| Goal of the exercise |
Copy out each line of the data that holds the word "photo".

| Provided material |
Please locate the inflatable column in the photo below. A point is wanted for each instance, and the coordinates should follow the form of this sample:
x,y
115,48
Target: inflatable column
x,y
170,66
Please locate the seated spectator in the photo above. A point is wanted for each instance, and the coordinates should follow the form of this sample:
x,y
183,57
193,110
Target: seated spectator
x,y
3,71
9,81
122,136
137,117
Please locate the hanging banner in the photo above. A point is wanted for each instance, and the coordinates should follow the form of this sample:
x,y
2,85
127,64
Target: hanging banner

| Output of the task |
Please locate the inflatable column in the photo below. A point is wanted for each instance, and the coordinates should follow the form of this sample:
Please locate the seated spectator in the photo above. A point is wanted for each instance, and the coordinates should follow the form of this sample:
Please locate the hanging banner in the photo above. A point is wanted for each instance, and the coordinates should follow the form of this sample:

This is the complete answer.